Brief: Please copy the records below word for word, leaving out the pictures.

── Data section ──

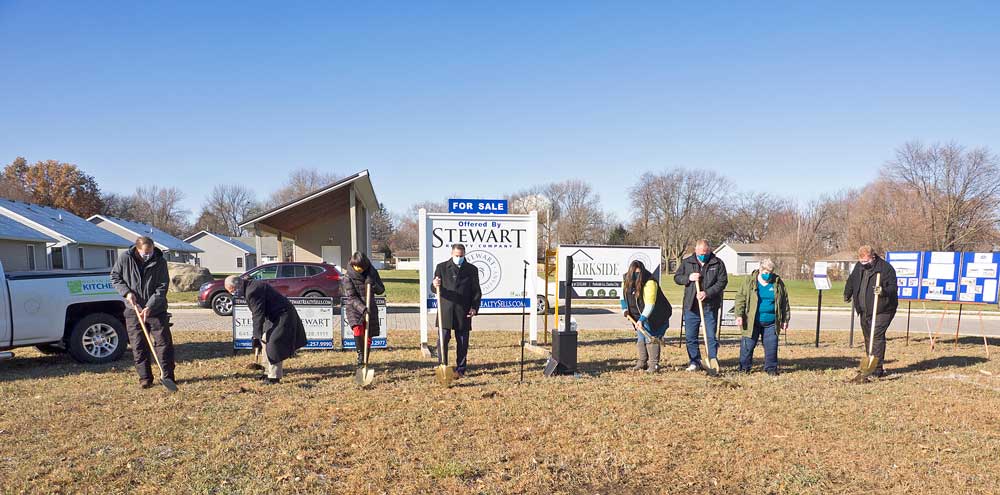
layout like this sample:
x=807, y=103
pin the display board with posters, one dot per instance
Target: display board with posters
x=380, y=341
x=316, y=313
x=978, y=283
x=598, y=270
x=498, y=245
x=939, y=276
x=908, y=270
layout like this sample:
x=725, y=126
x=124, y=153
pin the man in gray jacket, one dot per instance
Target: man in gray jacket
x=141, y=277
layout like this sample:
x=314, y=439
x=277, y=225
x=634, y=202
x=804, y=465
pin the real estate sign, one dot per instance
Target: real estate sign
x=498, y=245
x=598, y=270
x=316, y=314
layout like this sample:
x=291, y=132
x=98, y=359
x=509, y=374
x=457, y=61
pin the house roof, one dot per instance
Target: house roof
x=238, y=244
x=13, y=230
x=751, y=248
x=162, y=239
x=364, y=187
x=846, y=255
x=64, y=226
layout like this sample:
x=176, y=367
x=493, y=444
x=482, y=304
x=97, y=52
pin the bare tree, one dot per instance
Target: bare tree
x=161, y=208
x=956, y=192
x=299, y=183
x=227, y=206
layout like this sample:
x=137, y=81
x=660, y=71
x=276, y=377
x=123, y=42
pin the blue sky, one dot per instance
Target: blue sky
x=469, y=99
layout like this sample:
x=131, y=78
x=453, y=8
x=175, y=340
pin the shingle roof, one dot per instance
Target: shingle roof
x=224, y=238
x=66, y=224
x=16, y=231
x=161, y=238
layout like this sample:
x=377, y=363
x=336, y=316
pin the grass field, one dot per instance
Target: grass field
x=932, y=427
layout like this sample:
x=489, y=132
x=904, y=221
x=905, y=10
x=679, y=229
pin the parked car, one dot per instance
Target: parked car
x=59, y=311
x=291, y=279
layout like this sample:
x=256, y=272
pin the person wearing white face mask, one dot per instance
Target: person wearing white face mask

───

Response to this exercise:
layout like this sample:
x=807, y=103
pin the display board with posters, one dot per instance
Target: display board with posters
x=380, y=341
x=316, y=313
x=978, y=283
x=598, y=270
x=498, y=245
x=939, y=276
x=908, y=270
layout like this sample:
x=725, y=126
x=124, y=153
pin the man in gray jacket, one dot per instance
Target: man in gray jacket
x=141, y=277
layout like this sample:
x=314, y=439
x=277, y=225
x=634, y=202
x=804, y=465
pin the real estate sign, one dot per instance
Target: real estate sign
x=498, y=245
x=598, y=270
x=316, y=314
layout like this sample:
x=291, y=132
x=98, y=359
x=509, y=374
x=457, y=61
pin the house roof, one dot per instance
Target: house roof
x=238, y=244
x=13, y=230
x=751, y=248
x=162, y=239
x=364, y=187
x=846, y=255
x=64, y=226
layout like this sample:
x=176, y=367
x=493, y=444
x=482, y=304
x=97, y=52
pin the bare tree, one dot per instance
Target: bare tree
x=161, y=208
x=956, y=192
x=299, y=183
x=227, y=206
layout like this sample:
x=137, y=81
x=660, y=71
x=276, y=377
x=123, y=42
pin the blue sky, one dot per instance
Target: blue sky
x=469, y=99
layout like this sample:
x=131, y=78
x=453, y=8
x=175, y=340
pin the shingle roof, one dot per instance
Target: shingle roof
x=224, y=238
x=66, y=224
x=16, y=231
x=161, y=238
layout like this sample:
x=377, y=363
x=336, y=316
pin the grass field, one dot per instance
Target: grass field
x=932, y=427
layout like this sample:
x=489, y=132
x=904, y=221
x=905, y=10
x=679, y=229
pin the parked car, one dot per instance
Target: parked car
x=59, y=311
x=291, y=279
layout like this sample:
x=256, y=272
pin the person wearing white face mask, one dot per instance
Target: person wearing white face mask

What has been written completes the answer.